- [Instructions for the task]
Transcribe only the part of the listing below that begins at the line containing "Indicate the wooden headboard" and runs to its final line, keeping both ends.

(Dataset excerpts on object pointing)
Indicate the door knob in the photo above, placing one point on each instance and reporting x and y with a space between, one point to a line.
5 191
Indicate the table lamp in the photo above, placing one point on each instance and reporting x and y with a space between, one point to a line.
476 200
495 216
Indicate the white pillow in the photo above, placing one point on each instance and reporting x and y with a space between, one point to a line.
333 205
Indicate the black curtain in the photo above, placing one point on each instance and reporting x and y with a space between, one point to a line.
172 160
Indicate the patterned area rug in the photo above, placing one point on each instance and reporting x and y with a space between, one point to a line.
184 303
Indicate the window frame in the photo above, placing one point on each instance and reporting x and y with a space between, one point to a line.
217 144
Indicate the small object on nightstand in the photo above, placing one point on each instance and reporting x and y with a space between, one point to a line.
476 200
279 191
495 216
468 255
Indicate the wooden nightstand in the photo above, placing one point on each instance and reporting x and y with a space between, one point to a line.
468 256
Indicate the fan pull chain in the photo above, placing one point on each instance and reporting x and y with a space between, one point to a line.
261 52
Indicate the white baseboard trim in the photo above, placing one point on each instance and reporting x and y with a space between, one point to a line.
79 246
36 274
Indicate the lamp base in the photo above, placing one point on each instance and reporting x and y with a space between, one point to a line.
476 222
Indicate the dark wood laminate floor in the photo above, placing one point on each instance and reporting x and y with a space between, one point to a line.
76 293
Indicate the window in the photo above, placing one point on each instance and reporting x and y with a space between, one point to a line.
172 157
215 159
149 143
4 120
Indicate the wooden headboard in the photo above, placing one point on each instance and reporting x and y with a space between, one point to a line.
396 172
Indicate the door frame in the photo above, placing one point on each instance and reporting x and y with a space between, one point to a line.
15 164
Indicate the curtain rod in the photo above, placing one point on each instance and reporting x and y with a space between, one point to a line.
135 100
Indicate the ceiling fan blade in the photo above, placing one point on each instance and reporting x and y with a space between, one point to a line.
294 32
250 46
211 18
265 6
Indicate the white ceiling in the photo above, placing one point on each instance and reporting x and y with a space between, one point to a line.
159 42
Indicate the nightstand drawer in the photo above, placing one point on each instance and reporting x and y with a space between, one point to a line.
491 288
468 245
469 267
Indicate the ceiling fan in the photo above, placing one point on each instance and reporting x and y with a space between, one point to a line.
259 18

- [Output below]
Indicate the wooden headboard in the photo above, placing one point on each instance and reporting x and y with a space between, one point to a line.
396 172
Indicate the door frame in the photo above, placing one point on each instance and reporting x and y with a space between, one point to a line.
15 164
Indicate the curtain rod in the photo above, placing one point on each instance and reporting x and y with a space between, one point to a line.
135 100
Indicate the ceiling fan blade in the photo above, placing one point on each instance and reporting x and y with a space between, one point to a line.
294 32
250 46
211 18
265 6
Indicate the white ceiling in the photo above, placing one point on each instance and reporting x and y with a space between, one point to a line.
159 42
Indicate the nightstand drawer in the photo above, placing one point on each instance and reporting x and y with a space between, one point to a line.
491 288
468 245
469 267
Indicate the ceiling fan in the photo above, placing one point on each instance and reporting x and y with a space between, one point to a line.
259 18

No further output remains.